▸ **Yönerge a**
Kaynak metne göre sanığın işlettiği iş yerinde ele geçirilen gümrük kaçağı eşyalar nelerdir?

▸ **Kaynak metin**
4.Bu aşamada 7242 sayılı Kanun’un yürürlüğe girmesiyle istinaf mercii tarafından suça konu eşyanın değer hafifliği, etkin pişmanlık hususunun irdelendiği, eşyanın değerinin Dairemiz içtihatları doğrultusunda pek hafif olarak kabul edilmekle cezasında 2/3 oranda indirim yapıldığı, gümrüklenmiş değerin iki katının sanık tarafından ödendiğine dair makbuzların dosyada yer aldığı böylece soruşturmada kendisine etkin pişmanlık ihtaratı yapılmayan sanığın cezasında 1/2 oranda usule uygun indirim yapıldığı görülmüştür.

IV. GEREKÇE
1.Suç tarihinde sanık tarafından işletilen iş yerinde dava konusu gümrük kaçağı cep telefonlarının ele geçirilmiş olması nedeniyle, gümrük kaçağı eşyaların bulunduğu yer, yakalanış şekli, ticari iş yerinde yakalanmış olması hususları birlikte değerlendirildiğinde, ticari kasıtla söz konusu eşyayı bulundurduğu ve sanığın eyleminin sabit olduğu belirlenmekle, sanık hakkında mahkûmiyet hükmü kurulmasında bir isabetsizlik görülmemiştir.

2.Suça konu eşyanın değerinin pek hafif kabul edilerek cezasında 2/3 oranda indirim yapılmasının Dairemiz içtihatlarına uygun olduğu ve sanığın da lehine olduğundan bu anlamda yapılan indirimde hukuka aykırılık bulunmamıştır.

3.Yargılama sürecindeki işlemlerin usûl ve kanuna uygun olarak yapıldığı, aşamalarda ileri sürülen iddia ve savunmaların toplanan tüm delillerle birlikte gerekçeli kararda gösterilip tartışıldığı, eylemin sanık tarafından gerçekleştirildiğinin saptandığı, vicdanî kanının dosya içindeki belge ve bilgilerle uyumlu olarak kesin verilere dayandırıldığı, eyleme uyan suç vasfı ile yaptırımların doğru biçimde belirlendiği anlaşıldığından, sanık müdafiinin yerinde görülmeyen diğer temyiz sebepleri de reddedilmiştir.

▸ **Yönerge b**
"wheel" sözcüğünü barındıran satırların tamamını göster; büyük ve küçük harf farkı önemlidir.

Etiketli nesne işaretleme girdileri
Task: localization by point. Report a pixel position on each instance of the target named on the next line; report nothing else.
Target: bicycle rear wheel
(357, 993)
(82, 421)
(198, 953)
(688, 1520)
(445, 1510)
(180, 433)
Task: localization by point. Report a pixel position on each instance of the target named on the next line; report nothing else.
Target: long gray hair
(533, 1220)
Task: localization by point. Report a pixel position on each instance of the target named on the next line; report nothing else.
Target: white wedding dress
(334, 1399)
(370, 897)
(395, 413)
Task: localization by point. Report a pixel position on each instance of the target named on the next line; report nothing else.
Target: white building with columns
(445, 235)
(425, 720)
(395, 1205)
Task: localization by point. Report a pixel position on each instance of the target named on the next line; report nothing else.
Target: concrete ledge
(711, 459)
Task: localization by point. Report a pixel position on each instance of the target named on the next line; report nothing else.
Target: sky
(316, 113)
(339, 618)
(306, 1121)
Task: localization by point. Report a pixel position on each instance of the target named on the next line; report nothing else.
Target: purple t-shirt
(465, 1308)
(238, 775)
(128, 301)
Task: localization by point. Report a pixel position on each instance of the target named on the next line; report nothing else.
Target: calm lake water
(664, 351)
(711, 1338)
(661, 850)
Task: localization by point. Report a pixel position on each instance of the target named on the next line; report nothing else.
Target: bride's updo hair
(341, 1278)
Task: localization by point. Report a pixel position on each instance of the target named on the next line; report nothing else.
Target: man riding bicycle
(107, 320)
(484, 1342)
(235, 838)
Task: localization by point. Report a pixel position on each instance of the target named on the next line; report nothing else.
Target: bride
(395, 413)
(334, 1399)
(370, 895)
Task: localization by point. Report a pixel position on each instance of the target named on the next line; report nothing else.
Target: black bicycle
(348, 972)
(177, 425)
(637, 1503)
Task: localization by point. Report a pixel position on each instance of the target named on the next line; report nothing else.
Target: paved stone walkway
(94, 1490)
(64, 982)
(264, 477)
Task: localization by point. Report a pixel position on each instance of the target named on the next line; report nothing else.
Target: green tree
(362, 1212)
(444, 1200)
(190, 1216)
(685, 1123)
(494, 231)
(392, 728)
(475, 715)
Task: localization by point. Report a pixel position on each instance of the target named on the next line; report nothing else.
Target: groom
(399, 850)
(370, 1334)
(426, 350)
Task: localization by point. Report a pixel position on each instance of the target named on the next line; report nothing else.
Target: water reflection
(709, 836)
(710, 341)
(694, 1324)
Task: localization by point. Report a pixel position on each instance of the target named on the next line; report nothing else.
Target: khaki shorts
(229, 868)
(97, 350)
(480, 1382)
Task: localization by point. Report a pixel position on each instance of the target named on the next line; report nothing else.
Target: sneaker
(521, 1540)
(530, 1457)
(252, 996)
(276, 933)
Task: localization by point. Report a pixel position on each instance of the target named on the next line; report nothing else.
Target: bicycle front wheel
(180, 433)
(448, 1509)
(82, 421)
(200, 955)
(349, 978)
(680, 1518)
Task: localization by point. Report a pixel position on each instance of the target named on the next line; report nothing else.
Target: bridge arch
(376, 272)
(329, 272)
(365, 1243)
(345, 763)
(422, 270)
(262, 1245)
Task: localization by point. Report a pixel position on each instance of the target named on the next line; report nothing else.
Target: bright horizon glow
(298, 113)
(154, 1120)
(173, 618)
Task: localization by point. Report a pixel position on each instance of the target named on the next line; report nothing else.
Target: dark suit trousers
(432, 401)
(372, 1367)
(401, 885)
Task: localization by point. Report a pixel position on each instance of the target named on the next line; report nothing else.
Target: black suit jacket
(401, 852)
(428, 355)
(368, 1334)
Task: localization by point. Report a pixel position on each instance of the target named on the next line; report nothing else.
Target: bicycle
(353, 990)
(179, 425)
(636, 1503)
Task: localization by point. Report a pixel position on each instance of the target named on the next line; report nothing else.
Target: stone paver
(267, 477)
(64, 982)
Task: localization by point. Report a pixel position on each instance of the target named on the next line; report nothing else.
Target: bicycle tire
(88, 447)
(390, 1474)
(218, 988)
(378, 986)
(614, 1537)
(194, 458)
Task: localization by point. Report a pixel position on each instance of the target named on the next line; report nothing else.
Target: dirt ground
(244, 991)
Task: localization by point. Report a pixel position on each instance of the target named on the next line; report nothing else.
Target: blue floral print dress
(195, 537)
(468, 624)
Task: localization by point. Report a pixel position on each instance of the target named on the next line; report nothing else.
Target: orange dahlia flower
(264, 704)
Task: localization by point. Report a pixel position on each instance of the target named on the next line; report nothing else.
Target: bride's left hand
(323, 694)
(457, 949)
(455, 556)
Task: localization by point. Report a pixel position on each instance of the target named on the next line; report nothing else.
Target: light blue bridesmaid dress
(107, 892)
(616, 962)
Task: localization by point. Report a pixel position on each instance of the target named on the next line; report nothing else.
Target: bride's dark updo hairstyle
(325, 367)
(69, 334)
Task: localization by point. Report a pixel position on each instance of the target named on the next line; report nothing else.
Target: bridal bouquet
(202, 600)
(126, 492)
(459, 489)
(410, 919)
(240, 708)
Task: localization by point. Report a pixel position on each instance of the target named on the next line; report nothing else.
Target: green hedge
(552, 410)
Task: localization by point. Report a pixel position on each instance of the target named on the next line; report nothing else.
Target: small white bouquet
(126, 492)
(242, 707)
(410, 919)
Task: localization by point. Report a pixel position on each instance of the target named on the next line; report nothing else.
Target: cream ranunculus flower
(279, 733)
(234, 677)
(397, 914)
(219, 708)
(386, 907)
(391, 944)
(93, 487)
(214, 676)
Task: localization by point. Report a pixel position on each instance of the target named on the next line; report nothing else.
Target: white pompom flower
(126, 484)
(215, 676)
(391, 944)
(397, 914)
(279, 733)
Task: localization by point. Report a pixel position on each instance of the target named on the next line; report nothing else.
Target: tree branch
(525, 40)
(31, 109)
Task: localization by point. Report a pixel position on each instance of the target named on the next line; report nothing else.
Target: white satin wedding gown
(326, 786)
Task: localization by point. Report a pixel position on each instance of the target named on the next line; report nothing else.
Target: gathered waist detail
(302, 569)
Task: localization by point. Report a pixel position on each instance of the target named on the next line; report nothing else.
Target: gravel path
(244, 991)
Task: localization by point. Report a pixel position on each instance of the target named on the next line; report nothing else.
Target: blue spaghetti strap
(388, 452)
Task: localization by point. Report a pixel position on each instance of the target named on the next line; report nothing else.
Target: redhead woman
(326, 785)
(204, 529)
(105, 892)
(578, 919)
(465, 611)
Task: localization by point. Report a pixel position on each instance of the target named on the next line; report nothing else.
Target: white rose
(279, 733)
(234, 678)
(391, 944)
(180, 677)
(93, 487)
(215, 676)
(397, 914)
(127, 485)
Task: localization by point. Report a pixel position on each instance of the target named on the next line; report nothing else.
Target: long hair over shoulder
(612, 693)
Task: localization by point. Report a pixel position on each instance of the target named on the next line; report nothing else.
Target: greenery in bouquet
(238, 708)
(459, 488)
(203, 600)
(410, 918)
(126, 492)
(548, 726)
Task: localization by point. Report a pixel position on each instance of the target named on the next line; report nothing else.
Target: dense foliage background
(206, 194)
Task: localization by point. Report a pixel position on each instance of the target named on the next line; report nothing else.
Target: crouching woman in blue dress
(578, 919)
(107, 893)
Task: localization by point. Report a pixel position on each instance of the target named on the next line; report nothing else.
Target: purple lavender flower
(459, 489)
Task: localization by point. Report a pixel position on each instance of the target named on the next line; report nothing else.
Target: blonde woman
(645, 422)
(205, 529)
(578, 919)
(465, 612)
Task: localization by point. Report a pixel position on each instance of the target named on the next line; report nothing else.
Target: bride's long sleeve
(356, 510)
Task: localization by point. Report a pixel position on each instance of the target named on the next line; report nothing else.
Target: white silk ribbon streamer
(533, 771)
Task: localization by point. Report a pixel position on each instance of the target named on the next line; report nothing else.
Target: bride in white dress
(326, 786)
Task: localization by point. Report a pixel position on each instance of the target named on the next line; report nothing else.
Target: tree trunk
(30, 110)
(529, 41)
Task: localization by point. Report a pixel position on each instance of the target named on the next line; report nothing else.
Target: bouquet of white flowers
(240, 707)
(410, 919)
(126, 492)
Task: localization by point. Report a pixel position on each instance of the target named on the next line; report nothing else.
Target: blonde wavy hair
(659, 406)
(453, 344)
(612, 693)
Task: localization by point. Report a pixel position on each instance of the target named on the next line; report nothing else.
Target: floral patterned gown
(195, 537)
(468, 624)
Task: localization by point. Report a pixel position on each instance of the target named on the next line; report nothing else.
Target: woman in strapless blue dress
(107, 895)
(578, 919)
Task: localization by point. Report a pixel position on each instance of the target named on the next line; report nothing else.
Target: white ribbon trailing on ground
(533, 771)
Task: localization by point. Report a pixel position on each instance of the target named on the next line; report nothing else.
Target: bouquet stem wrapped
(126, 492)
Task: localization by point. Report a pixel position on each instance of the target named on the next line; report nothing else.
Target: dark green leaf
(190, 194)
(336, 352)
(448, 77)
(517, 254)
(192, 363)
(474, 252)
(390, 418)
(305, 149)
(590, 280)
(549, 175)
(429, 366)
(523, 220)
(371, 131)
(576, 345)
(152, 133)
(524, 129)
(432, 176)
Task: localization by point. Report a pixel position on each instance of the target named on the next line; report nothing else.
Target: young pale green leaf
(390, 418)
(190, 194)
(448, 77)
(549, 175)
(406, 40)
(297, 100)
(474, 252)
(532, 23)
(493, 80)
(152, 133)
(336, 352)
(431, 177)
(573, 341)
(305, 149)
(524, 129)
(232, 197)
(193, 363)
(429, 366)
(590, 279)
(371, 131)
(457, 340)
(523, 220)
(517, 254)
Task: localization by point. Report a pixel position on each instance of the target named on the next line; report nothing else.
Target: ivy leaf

▸ **Doğru cevap a**
Cep telefonları.

▸ **Doğru cevap b**
Target: bicycle rear wheel
Target: bicycle front wheel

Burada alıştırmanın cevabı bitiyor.